*What is being asked*. Copy every line of the listing below character for character, changing and omitting nothing.

++++++++++++++++++++

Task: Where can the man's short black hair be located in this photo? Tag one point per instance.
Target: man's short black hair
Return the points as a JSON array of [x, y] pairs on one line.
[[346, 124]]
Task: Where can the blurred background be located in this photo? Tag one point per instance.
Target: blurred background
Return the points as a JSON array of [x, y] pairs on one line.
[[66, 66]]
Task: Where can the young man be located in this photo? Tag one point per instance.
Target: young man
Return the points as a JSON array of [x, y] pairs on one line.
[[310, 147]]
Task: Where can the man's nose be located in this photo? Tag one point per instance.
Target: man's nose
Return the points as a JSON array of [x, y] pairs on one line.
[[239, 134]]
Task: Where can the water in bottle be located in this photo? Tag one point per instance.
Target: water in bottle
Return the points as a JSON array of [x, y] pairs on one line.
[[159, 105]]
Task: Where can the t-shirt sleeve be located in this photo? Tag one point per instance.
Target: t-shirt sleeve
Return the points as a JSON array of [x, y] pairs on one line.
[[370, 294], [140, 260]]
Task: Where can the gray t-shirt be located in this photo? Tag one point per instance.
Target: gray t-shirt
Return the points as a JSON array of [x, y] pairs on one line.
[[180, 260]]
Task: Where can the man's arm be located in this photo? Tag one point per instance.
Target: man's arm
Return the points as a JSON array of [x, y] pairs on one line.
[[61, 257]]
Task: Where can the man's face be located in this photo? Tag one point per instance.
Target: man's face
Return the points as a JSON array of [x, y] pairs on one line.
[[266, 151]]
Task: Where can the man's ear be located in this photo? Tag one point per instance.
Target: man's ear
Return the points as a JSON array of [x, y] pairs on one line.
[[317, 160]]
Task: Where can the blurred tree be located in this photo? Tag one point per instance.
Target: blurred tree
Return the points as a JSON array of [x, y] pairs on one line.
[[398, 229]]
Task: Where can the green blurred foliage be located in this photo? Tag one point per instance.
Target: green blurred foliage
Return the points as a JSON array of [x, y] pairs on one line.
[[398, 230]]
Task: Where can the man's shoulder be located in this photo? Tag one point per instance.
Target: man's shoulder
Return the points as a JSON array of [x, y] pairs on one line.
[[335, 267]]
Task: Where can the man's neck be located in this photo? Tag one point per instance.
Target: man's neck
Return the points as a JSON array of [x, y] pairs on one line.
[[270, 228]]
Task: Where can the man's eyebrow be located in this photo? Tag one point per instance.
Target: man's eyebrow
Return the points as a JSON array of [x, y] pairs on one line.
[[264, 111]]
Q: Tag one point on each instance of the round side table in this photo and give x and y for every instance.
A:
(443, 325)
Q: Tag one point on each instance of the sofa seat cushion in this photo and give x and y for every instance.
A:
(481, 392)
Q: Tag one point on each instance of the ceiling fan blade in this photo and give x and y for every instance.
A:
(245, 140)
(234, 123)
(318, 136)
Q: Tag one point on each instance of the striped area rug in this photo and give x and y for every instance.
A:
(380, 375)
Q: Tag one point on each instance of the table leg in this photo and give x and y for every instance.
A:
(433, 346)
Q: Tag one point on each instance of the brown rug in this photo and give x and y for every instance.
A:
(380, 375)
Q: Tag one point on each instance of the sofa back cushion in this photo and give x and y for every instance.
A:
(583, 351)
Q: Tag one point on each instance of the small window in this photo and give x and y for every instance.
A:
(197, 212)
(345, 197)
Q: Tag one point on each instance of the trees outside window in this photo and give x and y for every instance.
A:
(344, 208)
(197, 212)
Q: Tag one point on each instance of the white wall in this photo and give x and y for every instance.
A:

++++++++++++++++++++

*Response to the task*.
Task: Where can the man's short black hair be located in this photo? Tag one point per instance.
Target: man's short black hair
Return the points as a JSON array of [x, y] pairs on one line.
[[346, 124]]
Task: Where can the blurred background be located in this photo? Tag one point per instance.
Target: blurred background
Return the points as a JSON array of [x, y] pairs on one line.
[[66, 66]]
Task: Where can the young man be located in this photo? Tag one point per instance.
Target: young man
Return the points as a JSON array of [x, y] pairs on one line.
[[310, 147]]
Task: Where can the man's nose be located in this photo? Tag one point per instance.
Target: man's nose
Return the points as a JSON array of [x, y] pairs on one line.
[[239, 134]]
Task: Where can the water in bottle be located in this photo? Tag one point per instance.
Target: water in bottle
Return the points as a JSON array of [x, y] pairs on one line.
[[159, 105]]
Task: Where can the t-shirt sleeve be located in this photo? Tag one point per instance.
Target: t-shirt sleeve
Return the points as a JSON array of [x, y] pairs on one line.
[[370, 294], [140, 260]]
Task: Where can the gray t-shirt be located in this photo? Tag one point per instance.
Target: gray t-shirt
Return the points as a JSON array of [x, y] pairs on one line.
[[180, 260]]
Task: Where can the man's arm be located in this photo? Tag one point per instance.
Target: man's arm
Return the points as a JSON array of [x, y] pairs on one line.
[[61, 257]]
Task: Where can the man's face be located in this photo? Tag one point per instance.
Target: man's face
Return the points as a JSON array of [x, y] pairs on one line.
[[266, 151]]
Task: Where can the man's ear be located in this photo? Tag one point per instance.
Target: man's ear
Return the points as a JSON array of [x, y] pairs on one line.
[[317, 160]]
Task: Where can the blurred tree be located in this photo? Tag one point per instance.
Target: blurred tree
Return the points as a JSON array of [x, y] pairs on one line.
[[398, 229]]
Task: Where can the green blurred foliage be located in this photo? Tag one point per instance.
Target: green blurred foliage
Return the points as a JSON array of [x, y] pairs on one line.
[[398, 230]]
Task: Where can the man's shoulder be located in this photo? Tag one point per instance.
Target: man's shoulder
Return the points as a JSON array of [x, y] pairs on one line.
[[335, 267]]
Task: Where can the man's neck be located in this photo? Tag one point per instance.
Target: man's neck
Return the points as a JSON array of [x, y] pairs on one line.
[[270, 228]]
Task: Where can the man's eyebrow be located in this photo? Tag one point per instance.
Target: man's eyebrow
Return the points as a JSON array of [x, y] pairs on one line.
[[264, 111]]
Q: Tag one point on each instance of the round side table in this photo and give x and y for every instance.
A:
(443, 325)
Q: Tag one point on each instance of the sofa seat cushion in this photo and give x and y for every instance.
A:
(481, 392)
Q: Tag one point on each instance of the ceiling fan blade in this photo and give x and y for every instance.
A:
(245, 140)
(234, 123)
(318, 136)
Q: Tag one point on each instance of the striped area rug in this photo and give x and y for every instance.
A:
(380, 375)
Q: Tag one point on each instance of the table leg in this photo and give x and y for every instance.
A:
(433, 346)
Q: Tag one point on each instance of the brown rug in this photo and give x and y for every instance.
A:
(380, 375)
Q: Tag one point on each instance of the sofa back cushion in this photo and give x and y for every instance.
A:
(583, 351)
Q: Tag one point on each instance of the small window in this photo and give x and y for every instance.
A:
(197, 212)
(345, 197)
Q: Tag one point on each instance of the trees outside window in this photo and give x and y for every instance.
A:
(344, 208)
(197, 212)
Q: Tag one point on each instance of the white wall in this photo and give x and y for every instance.
A:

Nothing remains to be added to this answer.